Dataset records:
____________

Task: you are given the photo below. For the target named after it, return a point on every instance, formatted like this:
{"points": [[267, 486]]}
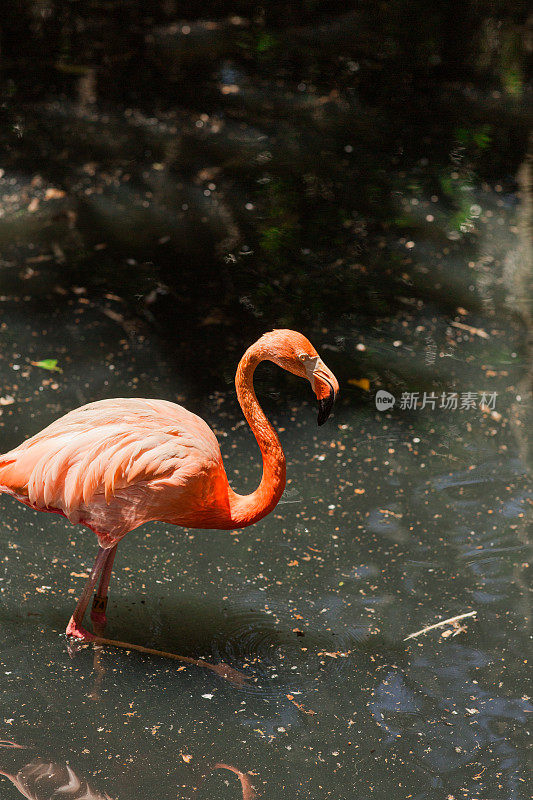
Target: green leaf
{"points": [[48, 363]]}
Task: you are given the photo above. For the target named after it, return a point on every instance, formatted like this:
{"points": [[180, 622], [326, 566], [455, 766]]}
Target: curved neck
{"points": [[247, 509]]}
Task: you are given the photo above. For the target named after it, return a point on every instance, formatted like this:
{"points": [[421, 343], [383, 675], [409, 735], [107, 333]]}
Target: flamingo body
{"points": [[116, 464]]}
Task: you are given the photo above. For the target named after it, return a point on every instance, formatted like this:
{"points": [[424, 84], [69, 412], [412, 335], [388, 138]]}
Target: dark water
{"points": [[172, 185]]}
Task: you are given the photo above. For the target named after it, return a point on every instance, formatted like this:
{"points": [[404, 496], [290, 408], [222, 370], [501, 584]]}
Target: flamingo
{"points": [[113, 465]]}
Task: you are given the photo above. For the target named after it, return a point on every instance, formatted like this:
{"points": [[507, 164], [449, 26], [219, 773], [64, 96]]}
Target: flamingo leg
{"points": [[75, 628], [100, 598]]}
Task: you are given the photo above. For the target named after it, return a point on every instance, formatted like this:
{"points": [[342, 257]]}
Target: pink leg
{"points": [[100, 598], [75, 628]]}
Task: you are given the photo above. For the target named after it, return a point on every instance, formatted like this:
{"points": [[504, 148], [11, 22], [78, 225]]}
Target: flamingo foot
{"points": [[78, 632]]}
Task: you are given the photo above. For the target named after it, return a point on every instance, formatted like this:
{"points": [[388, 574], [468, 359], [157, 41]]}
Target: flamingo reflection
{"points": [[41, 779]]}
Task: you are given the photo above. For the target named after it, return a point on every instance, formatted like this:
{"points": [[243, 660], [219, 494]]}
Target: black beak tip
{"points": [[325, 404]]}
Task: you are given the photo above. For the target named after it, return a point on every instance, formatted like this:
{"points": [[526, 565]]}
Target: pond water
{"points": [[152, 225]]}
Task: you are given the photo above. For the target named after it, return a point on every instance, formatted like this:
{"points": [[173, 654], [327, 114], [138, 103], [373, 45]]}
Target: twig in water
{"points": [[440, 624]]}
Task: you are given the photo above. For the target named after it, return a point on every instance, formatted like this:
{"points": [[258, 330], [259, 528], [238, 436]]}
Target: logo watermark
{"points": [[384, 400]]}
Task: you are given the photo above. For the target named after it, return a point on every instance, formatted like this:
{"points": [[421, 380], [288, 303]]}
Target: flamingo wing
{"points": [[109, 450]]}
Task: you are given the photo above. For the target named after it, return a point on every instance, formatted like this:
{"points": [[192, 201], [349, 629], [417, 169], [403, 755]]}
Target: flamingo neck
{"points": [[247, 509]]}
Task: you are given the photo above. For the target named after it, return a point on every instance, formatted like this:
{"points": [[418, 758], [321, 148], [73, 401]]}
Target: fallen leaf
{"points": [[474, 331], [362, 383], [53, 194]]}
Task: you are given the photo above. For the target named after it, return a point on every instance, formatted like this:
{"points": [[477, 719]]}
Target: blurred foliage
{"points": [[316, 123]]}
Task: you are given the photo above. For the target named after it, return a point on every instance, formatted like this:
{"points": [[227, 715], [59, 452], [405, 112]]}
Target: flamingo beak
{"points": [[326, 388]]}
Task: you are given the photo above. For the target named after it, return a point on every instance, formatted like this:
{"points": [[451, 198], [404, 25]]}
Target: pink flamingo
{"points": [[116, 464]]}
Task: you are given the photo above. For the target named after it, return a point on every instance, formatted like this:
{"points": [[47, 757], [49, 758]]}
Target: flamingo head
{"points": [[290, 350]]}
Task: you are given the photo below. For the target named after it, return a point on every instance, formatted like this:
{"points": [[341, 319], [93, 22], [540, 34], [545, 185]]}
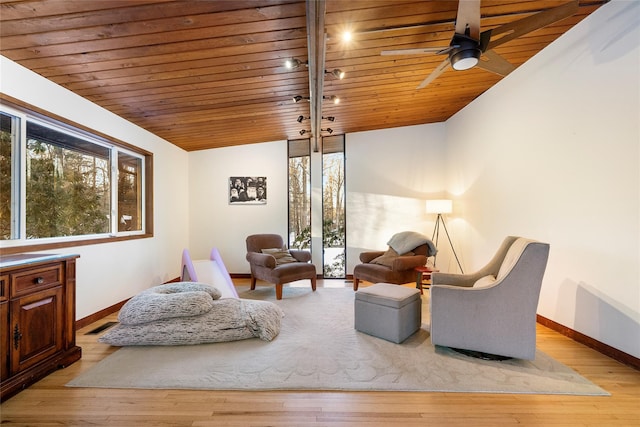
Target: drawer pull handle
{"points": [[17, 336]]}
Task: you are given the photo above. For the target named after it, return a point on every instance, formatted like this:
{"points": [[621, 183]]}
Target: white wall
{"points": [[389, 175], [552, 153], [112, 272]]}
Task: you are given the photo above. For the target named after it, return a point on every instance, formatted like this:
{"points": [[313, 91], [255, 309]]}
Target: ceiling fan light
{"points": [[465, 59], [293, 63], [338, 73]]}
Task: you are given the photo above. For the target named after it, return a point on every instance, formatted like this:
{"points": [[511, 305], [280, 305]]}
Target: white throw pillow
{"points": [[282, 255], [512, 256]]}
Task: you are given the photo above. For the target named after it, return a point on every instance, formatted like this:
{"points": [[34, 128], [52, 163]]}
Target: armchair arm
{"points": [[408, 262], [300, 255], [264, 260], [367, 257]]}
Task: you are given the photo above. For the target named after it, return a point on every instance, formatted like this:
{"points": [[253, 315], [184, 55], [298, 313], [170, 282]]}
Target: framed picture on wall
{"points": [[248, 190]]}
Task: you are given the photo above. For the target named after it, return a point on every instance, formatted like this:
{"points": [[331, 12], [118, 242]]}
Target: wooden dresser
{"points": [[37, 318]]}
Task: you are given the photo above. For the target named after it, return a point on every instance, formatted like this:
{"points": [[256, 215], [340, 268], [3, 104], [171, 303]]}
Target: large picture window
{"points": [[65, 184]]}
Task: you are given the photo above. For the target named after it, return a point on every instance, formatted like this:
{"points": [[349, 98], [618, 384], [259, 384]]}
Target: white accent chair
{"points": [[492, 311]]}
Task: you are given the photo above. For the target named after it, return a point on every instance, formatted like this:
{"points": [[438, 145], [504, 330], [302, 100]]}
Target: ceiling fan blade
{"points": [[531, 23], [417, 51], [495, 63], [468, 17], [435, 73]]}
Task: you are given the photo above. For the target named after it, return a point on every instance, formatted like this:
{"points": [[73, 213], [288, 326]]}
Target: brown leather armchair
{"points": [[280, 265], [391, 267]]}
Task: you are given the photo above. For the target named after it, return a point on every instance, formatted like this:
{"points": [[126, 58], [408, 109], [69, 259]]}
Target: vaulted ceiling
{"points": [[205, 74]]}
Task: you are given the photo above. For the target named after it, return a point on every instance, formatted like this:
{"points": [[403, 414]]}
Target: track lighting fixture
{"points": [[293, 63], [337, 73], [333, 98]]}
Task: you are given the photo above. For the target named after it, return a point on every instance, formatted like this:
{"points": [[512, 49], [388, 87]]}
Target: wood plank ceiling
{"points": [[206, 74]]}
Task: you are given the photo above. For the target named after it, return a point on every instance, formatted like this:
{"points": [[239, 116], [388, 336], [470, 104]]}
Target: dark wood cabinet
{"points": [[37, 308]]}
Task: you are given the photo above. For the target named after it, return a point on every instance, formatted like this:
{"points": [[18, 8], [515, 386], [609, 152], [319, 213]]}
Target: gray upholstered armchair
{"points": [[407, 250], [492, 311], [272, 262]]}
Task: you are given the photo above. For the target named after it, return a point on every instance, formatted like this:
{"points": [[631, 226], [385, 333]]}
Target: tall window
{"points": [[9, 191], [333, 207], [300, 194], [68, 185]]}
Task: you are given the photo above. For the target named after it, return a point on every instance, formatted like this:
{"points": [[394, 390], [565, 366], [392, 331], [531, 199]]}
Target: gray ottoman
{"points": [[386, 311]]}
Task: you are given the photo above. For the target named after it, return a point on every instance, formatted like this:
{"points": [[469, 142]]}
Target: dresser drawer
{"points": [[35, 279]]}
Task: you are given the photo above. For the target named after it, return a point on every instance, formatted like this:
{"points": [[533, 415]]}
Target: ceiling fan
{"points": [[468, 43]]}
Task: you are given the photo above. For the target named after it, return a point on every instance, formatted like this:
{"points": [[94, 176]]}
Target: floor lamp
{"points": [[440, 207]]}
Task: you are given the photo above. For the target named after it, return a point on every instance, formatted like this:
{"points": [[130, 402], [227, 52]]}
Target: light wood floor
{"points": [[50, 403]]}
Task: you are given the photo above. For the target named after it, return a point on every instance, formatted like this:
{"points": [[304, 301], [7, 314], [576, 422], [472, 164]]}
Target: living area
{"points": [[550, 153]]}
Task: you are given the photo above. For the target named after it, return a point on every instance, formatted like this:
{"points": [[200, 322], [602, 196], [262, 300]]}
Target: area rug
{"points": [[319, 349]]}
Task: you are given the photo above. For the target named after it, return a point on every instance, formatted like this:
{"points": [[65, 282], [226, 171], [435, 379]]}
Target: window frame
{"points": [[26, 112]]}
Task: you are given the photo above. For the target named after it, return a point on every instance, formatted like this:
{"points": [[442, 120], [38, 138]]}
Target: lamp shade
{"points": [[439, 206]]}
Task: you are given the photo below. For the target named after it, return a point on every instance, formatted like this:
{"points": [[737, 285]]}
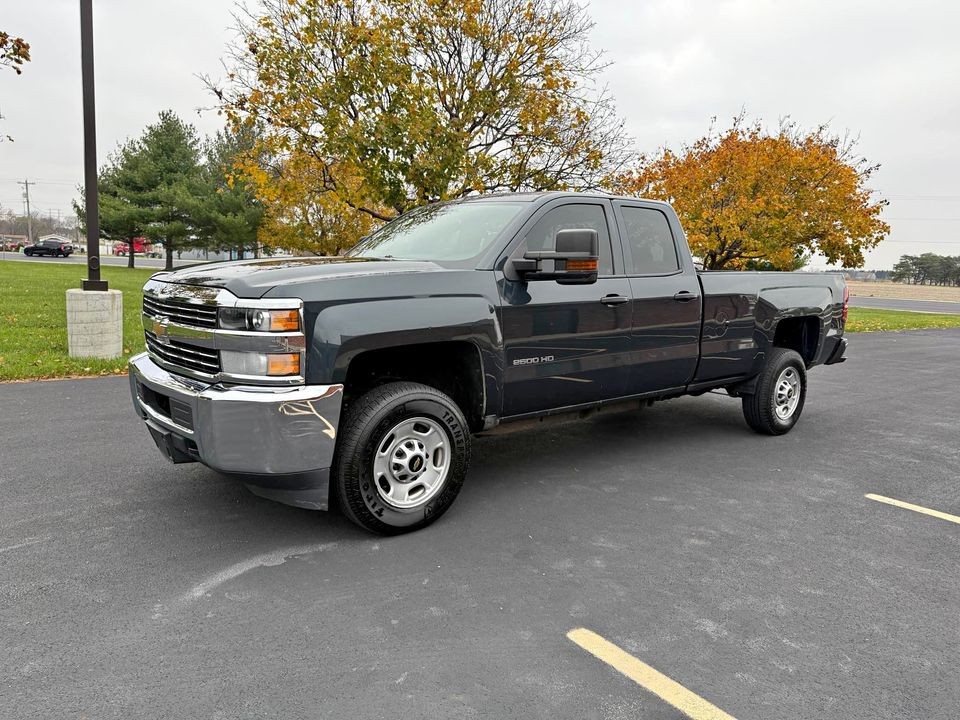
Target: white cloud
{"points": [[887, 71]]}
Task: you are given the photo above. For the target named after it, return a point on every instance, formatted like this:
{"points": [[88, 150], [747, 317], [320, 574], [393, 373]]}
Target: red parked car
{"points": [[51, 247]]}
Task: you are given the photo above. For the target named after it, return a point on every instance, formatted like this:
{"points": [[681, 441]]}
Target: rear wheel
{"points": [[778, 401], [402, 456]]}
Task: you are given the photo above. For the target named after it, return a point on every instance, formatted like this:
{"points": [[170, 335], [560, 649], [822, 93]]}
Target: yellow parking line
{"points": [[915, 508], [670, 691]]}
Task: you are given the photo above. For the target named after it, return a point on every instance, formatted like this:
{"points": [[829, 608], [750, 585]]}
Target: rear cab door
{"points": [[667, 298], [565, 344]]}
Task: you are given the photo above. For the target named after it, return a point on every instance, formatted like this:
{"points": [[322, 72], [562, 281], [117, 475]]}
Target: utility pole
{"points": [[94, 312], [26, 193], [93, 281]]}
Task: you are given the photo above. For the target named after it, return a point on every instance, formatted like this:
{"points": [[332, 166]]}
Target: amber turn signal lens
{"points": [[285, 364], [582, 265], [284, 320]]}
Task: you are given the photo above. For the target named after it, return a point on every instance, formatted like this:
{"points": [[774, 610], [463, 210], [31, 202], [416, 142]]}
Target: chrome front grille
{"points": [[182, 334], [178, 311], [192, 357]]}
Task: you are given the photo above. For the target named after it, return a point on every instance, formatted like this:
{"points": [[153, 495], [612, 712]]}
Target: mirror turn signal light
{"points": [[283, 364], [582, 265]]}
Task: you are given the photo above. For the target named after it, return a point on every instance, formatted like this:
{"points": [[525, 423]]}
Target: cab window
{"points": [[652, 248], [579, 216]]}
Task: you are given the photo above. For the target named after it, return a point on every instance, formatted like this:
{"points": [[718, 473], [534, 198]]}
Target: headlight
{"points": [[259, 320], [252, 363]]}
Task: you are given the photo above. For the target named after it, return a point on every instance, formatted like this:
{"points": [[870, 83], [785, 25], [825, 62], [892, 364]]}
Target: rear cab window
{"points": [[648, 241]]}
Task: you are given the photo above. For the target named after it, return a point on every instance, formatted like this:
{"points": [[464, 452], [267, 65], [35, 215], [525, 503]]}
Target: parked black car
{"points": [[361, 379], [53, 248]]}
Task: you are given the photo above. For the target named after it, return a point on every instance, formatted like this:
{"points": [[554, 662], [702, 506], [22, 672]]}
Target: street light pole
{"points": [[93, 281]]}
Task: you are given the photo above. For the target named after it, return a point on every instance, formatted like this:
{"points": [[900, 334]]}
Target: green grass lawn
{"points": [[870, 320], [33, 319]]}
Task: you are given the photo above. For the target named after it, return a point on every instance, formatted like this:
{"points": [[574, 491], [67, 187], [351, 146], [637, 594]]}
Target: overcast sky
{"points": [[886, 71]]}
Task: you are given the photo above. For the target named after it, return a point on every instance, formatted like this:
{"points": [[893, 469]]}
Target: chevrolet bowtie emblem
{"points": [[160, 326]]}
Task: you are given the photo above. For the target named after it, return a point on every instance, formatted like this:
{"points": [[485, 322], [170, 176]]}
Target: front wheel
{"points": [[402, 456], [778, 401]]}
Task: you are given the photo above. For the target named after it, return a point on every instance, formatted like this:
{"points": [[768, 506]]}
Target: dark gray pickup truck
{"points": [[362, 378]]}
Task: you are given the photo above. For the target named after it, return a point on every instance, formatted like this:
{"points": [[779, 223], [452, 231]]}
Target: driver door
{"points": [[566, 344]]}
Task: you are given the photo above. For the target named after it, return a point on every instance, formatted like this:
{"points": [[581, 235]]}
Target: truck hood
{"points": [[253, 278]]}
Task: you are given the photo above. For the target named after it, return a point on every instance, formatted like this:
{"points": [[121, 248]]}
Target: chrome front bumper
{"points": [[250, 430]]}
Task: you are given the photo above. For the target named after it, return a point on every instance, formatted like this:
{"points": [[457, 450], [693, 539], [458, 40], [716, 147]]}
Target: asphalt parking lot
{"points": [[752, 571], [931, 306]]}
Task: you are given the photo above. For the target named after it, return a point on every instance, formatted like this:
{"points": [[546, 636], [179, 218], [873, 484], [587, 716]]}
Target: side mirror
{"points": [[575, 259]]}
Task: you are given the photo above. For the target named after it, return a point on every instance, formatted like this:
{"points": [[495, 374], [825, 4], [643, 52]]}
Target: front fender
{"points": [[341, 332]]}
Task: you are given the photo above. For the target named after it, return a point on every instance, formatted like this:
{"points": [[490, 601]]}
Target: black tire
{"points": [[366, 427], [760, 409]]}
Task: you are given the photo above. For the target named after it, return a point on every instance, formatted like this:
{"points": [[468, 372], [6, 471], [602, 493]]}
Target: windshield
{"points": [[452, 232]]}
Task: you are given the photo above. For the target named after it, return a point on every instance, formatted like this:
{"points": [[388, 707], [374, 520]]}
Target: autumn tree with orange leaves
{"points": [[371, 107], [751, 199]]}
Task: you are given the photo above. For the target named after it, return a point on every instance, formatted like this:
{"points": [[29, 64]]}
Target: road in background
{"points": [[751, 570], [934, 306], [104, 260]]}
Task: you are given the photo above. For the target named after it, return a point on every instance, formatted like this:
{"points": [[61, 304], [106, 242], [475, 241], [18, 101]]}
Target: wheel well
{"points": [[801, 334], [451, 367]]}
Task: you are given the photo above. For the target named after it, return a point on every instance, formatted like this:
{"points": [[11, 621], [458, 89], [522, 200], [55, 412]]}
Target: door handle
{"points": [[614, 300]]}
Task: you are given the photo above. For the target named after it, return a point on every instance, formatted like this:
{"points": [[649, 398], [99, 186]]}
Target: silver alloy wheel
{"points": [[787, 393], [411, 463]]}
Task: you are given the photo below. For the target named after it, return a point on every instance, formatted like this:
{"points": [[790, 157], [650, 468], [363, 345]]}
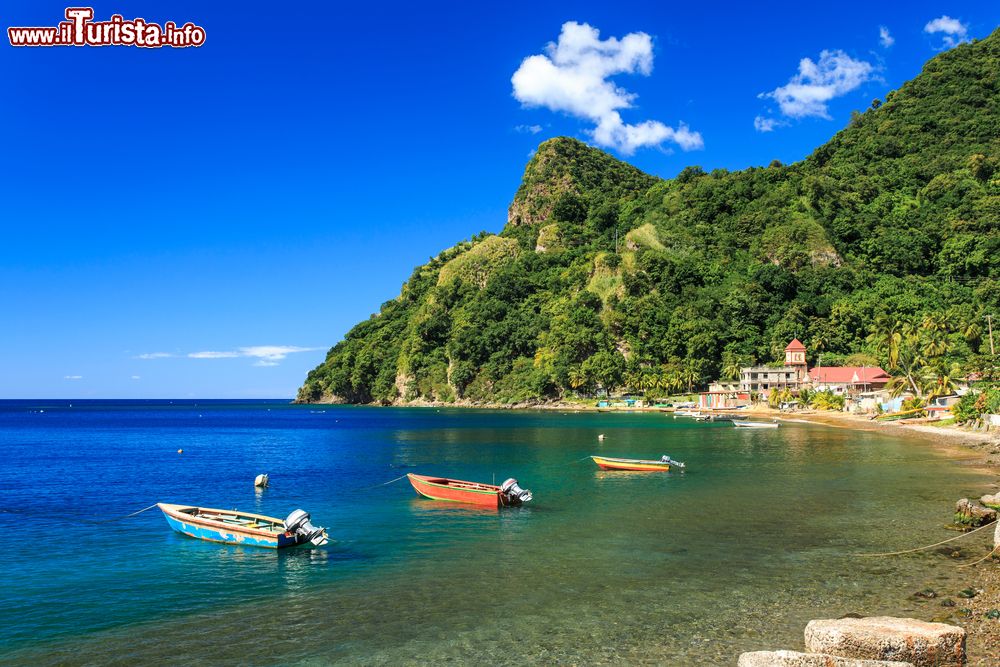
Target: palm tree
{"points": [[941, 381], [689, 374], [935, 346], [577, 378], [887, 336], [910, 367], [731, 369], [971, 329]]}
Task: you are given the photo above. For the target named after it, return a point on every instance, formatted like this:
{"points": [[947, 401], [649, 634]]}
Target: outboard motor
{"points": [[298, 523], [514, 494], [666, 459]]}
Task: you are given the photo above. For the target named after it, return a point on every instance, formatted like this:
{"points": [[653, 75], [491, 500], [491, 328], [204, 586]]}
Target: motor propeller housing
{"points": [[514, 494], [298, 523]]}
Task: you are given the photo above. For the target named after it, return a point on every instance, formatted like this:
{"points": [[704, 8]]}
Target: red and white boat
{"points": [[508, 494]]}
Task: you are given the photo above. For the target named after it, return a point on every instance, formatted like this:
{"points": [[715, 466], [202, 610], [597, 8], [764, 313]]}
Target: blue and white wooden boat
{"points": [[243, 528], [750, 424]]}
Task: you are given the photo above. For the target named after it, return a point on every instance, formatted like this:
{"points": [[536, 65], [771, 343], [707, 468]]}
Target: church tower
{"points": [[795, 357]]}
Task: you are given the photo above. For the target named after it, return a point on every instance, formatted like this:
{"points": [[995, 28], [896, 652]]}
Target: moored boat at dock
{"points": [[243, 528], [508, 494], [637, 465], [750, 424]]}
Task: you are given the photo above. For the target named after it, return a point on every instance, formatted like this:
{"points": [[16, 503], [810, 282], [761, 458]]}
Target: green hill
{"points": [[606, 276]]}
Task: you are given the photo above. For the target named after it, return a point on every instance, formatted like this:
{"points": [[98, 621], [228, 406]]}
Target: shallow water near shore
{"points": [[735, 554]]}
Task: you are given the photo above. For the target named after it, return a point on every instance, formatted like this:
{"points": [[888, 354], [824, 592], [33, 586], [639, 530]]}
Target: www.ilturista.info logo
{"points": [[79, 29]]}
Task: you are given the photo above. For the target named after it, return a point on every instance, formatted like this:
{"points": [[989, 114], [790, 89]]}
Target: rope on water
{"points": [[375, 486], [119, 518], [995, 549], [929, 546]]}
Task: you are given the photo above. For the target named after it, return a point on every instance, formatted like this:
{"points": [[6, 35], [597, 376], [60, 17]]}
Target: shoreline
{"points": [[978, 451]]}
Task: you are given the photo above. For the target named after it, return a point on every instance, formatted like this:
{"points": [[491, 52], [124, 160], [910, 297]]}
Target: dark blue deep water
{"points": [[735, 554]]}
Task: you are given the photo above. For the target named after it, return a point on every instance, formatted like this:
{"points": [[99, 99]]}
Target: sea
{"points": [[762, 531]]}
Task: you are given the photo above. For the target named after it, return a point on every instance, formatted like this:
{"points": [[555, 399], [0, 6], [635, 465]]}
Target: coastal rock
{"points": [[887, 638], [796, 659], [968, 513]]}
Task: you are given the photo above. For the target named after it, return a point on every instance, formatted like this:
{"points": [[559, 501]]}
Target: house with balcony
{"points": [[762, 379]]}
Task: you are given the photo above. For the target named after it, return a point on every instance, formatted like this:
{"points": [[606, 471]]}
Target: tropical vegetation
{"points": [[881, 245]]}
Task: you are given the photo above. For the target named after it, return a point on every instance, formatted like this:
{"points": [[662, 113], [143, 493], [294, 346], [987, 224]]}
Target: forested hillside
{"points": [[882, 245]]}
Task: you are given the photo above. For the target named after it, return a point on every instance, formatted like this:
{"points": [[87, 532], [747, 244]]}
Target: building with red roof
{"points": [[848, 379]]}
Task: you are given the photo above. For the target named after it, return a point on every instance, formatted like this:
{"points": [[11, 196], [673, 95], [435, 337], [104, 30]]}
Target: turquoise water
{"points": [[735, 554]]}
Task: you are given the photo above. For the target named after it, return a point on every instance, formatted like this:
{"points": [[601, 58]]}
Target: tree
{"points": [[887, 336]]}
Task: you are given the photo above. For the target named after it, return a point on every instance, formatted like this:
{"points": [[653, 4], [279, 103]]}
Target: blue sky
{"points": [[208, 222]]}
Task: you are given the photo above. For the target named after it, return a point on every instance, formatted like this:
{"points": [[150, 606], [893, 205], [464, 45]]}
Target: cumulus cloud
{"points": [[573, 77], [763, 124], [816, 83], [884, 37], [266, 355], [209, 354], [954, 31]]}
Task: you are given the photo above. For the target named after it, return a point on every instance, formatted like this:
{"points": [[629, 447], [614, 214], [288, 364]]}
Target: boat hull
{"points": [[218, 531], [456, 491], [746, 424], [634, 465]]}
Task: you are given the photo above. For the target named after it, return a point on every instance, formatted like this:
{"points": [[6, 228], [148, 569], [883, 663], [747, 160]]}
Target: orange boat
{"points": [[636, 465], [484, 495]]}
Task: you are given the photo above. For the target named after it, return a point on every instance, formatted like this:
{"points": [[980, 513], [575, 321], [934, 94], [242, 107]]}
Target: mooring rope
{"points": [[929, 546], [375, 486], [119, 518], [983, 558]]}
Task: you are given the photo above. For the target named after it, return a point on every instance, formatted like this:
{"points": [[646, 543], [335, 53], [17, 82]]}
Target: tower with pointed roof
{"points": [[795, 357]]}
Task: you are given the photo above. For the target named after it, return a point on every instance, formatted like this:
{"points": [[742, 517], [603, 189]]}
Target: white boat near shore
{"points": [[750, 424]]}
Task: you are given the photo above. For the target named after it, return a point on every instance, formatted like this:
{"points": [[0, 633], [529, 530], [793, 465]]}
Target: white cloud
{"points": [[807, 93], [884, 37], [762, 124], [266, 355], [573, 77], [272, 353], [955, 32], [209, 354]]}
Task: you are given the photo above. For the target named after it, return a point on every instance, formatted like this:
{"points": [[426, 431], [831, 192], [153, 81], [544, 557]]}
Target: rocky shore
{"points": [[974, 607]]}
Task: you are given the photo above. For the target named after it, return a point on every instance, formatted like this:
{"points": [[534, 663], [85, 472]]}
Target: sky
{"points": [[207, 222]]}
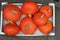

____________

Job: Select every line above that contains the word "dresser", matching case exactly.

Solution:
Target: wooden dresser
Target: dresser drawer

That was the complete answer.